→ **ACTIVITY 1**
From the article on the Blindsight implant below, list every proper name that is not the name of a person.
→ **ACTIVITY 2**
According to the article on the Blindsight implant below, what did Musk say the resolution of the artificial vision would be like at first?
→ **ACTIVITY 3**
Continue the article on the Blindsight implant, starting after its last sentence.

→ **SELECTED TEXT**
In the journal Nature an article was publishedin which scientists from the University of Washington (UW) refuted Elon Musk’s claim about the future superior capabilities of the Blindsight implant for returning or giving sight to blind or visually impaired people. Musk is not familiar with the workings of the brain, and vision is not a set of pixels, the scientists said. Everything is much more complicated and technology is not capable of rising to the level of living tissue, much less surpassing it.
In March of this year, it became known that Elon Musk’s Neuralink company was developing and even testing a cortical implant called Blindsight. After the obvious success of Neuralink’s brain implant for restoring communication functions to patients with spinal cord injuries, the news of a new miracle implant for restoring vision was received with enthusiasm. Vision loss is a fairly common occurrence in medical practice, not to mention congenital defects of this kind. Often, vision steadily deteriorates as people age, and today this is perceived as an inevitable evil.
On March 20, 2024, Musk posted a short message on his X social media account about the company’s next product, the Blindsight implant. “The resolution (of artificial vision) will be low at first, like early Nintendo graphics, but eventually it could exceed normal human vision,” Musk later explained on X. Scientists at the University of Washington latched onto the phrase and tried to figure out if that was true.
To study the possibilities of an artificial stimulus of the cortical cells of the visual cortex of the brain – without the participation of vision and channels for transmitting signals directly through the nervous tissue to the brain – a simple computer model was used as “virtual patients”. Scientists showed that the position of engineers that the brain receives signals like pixels on a matrix or display screen does not correspond to the real state of affairs. The simulation clearly showed how a patient with a certain number of pixels would see, for example, a cat.

→ **DATA EXCERPTS**
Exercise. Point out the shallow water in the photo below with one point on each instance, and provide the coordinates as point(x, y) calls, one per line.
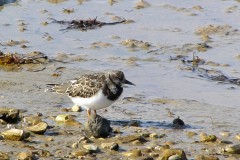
point(167, 25)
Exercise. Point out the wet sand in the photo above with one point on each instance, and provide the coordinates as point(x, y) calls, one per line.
point(142, 48)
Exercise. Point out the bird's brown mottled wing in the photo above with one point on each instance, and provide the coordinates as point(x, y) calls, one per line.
point(86, 86)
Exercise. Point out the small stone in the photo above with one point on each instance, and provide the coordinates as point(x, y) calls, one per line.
point(9, 115)
point(24, 156)
point(91, 148)
point(170, 152)
point(76, 108)
point(31, 120)
point(112, 146)
point(62, 118)
point(74, 145)
point(50, 139)
point(205, 157)
point(39, 128)
point(191, 134)
point(225, 134)
point(145, 134)
point(238, 136)
point(233, 149)
point(174, 157)
point(208, 138)
point(136, 142)
point(178, 123)
point(4, 156)
point(15, 134)
point(79, 153)
point(134, 123)
point(131, 138)
point(97, 127)
point(134, 153)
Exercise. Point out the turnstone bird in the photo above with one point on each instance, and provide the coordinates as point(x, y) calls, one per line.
point(94, 91)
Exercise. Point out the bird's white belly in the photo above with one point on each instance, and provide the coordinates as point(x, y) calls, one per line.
point(98, 101)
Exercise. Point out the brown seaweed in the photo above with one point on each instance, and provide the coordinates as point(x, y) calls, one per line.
point(15, 58)
point(85, 25)
point(210, 74)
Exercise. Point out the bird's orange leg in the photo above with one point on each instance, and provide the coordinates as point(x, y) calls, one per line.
point(88, 112)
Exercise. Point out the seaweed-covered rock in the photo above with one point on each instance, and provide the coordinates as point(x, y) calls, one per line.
point(10, 115)
point(171, 152)
point(39, 128)
point(4, 156)
point(15, 134)
point(97, 126)
point(233, 149)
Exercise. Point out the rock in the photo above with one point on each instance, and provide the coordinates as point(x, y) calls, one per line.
point(171, 152)
point(205, 157)
point(134, 153)
point(225, 134)
point(178, 123)
point(233, 149)
point(141, 4)
point(207, 138)
point(15, 134)
point(238, 136)
point(191, 134)
point(39, 128)
point(25, 156)
point(91, 148)
point(9, 115)
point(74, 145)
point(156, 135)
point(131, 138)
point(97, 127)
point(175, 157)
point(112, 146)
point(134, 123)
point(62, 118)
point(31, 120)
point(4, 156)
point(78, 153)
point(76, 108)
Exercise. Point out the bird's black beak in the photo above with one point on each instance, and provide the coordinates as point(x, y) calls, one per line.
point(128, 82)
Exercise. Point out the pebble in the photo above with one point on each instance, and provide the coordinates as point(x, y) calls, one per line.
point(74, 145)
point(78, 153)
point(170, 152)
point(62, 117)
point(174, 157)
point(91, 147)
point(112, 146)
point(207, 138)
point(24, 156)
point(191, 134)
point(134, 153)
point(205, 157)
point(238, 136)
point(131, 138)
point(39, 128)
point(233, 149)
point(76, 108)
point(225, 134)
point(15, 134)
point(97, 127)
point(4, 156)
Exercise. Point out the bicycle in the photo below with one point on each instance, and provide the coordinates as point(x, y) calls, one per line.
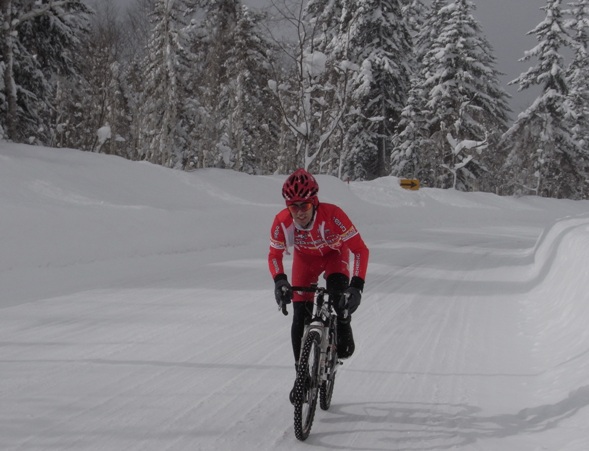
point(318, 362)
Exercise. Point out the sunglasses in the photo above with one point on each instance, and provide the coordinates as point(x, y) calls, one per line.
point(303, 207)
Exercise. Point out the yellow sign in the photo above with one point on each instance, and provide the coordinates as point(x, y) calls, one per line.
point(412, 184)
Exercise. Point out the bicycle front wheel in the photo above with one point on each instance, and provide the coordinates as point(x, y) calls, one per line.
point(307, 385)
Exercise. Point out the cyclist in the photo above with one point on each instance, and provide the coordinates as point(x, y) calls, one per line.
point(324, 240)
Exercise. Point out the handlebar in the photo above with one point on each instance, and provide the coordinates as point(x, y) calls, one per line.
point(316, 289)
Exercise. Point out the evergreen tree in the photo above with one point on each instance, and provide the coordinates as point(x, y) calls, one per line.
point(380, 44)
point(101, 103)
point(39, 43)
point(253, 129)
point(158, 142)
point(544, 158)
point(463, 92)
point(578, 76)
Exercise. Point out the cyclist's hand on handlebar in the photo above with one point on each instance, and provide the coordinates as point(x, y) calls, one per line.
point(282, 290)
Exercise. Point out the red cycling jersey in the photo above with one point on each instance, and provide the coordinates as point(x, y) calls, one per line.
point(331, 231)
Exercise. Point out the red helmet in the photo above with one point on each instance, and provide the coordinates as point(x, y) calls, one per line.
point(300, 186)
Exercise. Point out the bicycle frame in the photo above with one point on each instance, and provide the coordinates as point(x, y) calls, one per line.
point(316, 375)
point(323, 319)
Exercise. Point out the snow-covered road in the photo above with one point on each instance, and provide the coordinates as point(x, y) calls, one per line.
point(136, 313)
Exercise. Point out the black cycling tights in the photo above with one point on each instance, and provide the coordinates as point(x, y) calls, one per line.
point(302, 311)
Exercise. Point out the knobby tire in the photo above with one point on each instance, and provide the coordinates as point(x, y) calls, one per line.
point(307, 386)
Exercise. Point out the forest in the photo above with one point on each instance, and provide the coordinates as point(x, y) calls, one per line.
point(357, 89)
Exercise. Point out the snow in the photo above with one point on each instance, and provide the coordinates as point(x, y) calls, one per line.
point(137, 313)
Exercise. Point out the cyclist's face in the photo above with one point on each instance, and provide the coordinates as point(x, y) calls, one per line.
point(301, 212)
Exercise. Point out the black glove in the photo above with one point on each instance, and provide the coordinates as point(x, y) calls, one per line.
point(353, 295)
point(282, 290)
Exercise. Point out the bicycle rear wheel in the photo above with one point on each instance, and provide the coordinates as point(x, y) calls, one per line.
point(307, 386)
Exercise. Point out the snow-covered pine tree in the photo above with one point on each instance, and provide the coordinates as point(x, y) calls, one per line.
point(311, 90)
point(39, 43)
point(578, 75)
point(101, 103)
point(380, 45)
point(409, 158)
point(463, 92)
point(544, 158)
point(253, 127)
point(158, 141)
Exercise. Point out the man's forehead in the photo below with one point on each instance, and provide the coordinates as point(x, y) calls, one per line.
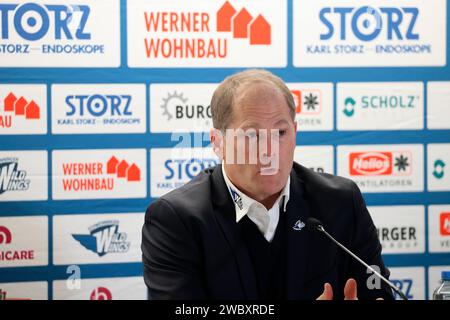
point(257, 91)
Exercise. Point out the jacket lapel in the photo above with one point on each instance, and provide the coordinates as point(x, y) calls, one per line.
point(297, 239)
point(225, 214)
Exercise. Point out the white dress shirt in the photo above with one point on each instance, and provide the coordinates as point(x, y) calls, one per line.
point(265, 220)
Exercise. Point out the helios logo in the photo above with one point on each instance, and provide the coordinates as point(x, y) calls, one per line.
point(370, 33)
point(38, 29)
point(382, 168)
point(371, 163)
point(103, 238)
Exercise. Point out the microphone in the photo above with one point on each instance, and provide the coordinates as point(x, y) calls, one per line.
point(314, 224)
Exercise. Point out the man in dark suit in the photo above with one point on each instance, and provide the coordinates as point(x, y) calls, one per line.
point(237, 230)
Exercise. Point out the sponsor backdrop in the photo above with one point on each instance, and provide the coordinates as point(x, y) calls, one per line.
point(104, 107)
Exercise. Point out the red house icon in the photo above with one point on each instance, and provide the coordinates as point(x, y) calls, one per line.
point(20, 106)
point(260, 31)
point(240, 24)
point(9, 102)
point(111, 166)
point(134, 173)
point(224, 15)
point(32, 111)
point(122, 169)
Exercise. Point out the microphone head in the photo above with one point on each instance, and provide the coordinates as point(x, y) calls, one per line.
point(313, 223)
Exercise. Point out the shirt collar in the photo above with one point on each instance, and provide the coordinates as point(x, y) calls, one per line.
point(243, 203)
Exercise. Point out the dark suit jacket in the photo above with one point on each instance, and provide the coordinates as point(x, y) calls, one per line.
point(192, 248)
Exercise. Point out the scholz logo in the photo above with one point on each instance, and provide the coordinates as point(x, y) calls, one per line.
point(11, 178)
point(368, 23)
point(97, 105)
point(103, 238)
point(33, 22)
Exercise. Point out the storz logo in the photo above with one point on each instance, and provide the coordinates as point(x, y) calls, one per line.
point(373, 33)
point(98, 105)
point(98, 108)
point(11, 178)
point(186, 169)
point(103, 238)
point(32, 21)
point(43, 33)
point(368, 23)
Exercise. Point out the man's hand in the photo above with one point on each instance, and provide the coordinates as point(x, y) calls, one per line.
point(350, 291)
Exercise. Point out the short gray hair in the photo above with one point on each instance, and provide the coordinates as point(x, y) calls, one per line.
point(223, 99)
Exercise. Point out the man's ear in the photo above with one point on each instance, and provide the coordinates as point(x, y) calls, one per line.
point(216, 137)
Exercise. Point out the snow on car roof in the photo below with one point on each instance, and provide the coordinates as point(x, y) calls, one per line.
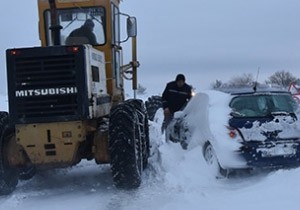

→ **YOUR RESPONSE 1**
Nature, University of Washington (UW), Blindsight, Neuralink, X, Nintendo

→ **YOUR RESPONSE 2**
Low, like early Nintendo graphics.

→ **YOUR RESPONSE 3**
In a regular image of a cat from a 44 thousand pixel array, the animal is visible with sufficient quality. But if the same array irritates neurons in the visual cortex of the brain, the situation changes dramatically for the worse. In the video, scientists showed how this would look. One can only guess about the presence of a cat in the frame.
The problem, the researchers explain, is that the image is fed to the neurons in an overlapping and coding manner. Each neuron responsible for vision receives a complex (coded) signal from an array of sensory cells in the eye, called the receptive field. The information is also sent to more than one neuron. Simply stimulating brain cells is not the same as normal vision and is unlikely to ever approach, let alone surpass, the quality of normal human vision. Even millions of “pixels” — the high resolution of a neuron-stimulating implant — will not solve the problem of coding visual information to above-average quality.
Scientists have not ruled out a breakthrough in this area, but they urge caution in talking about returning excellent vision to people today. This could give rise to unjustified expectations that will be dashed by reality and make patients vulnerable.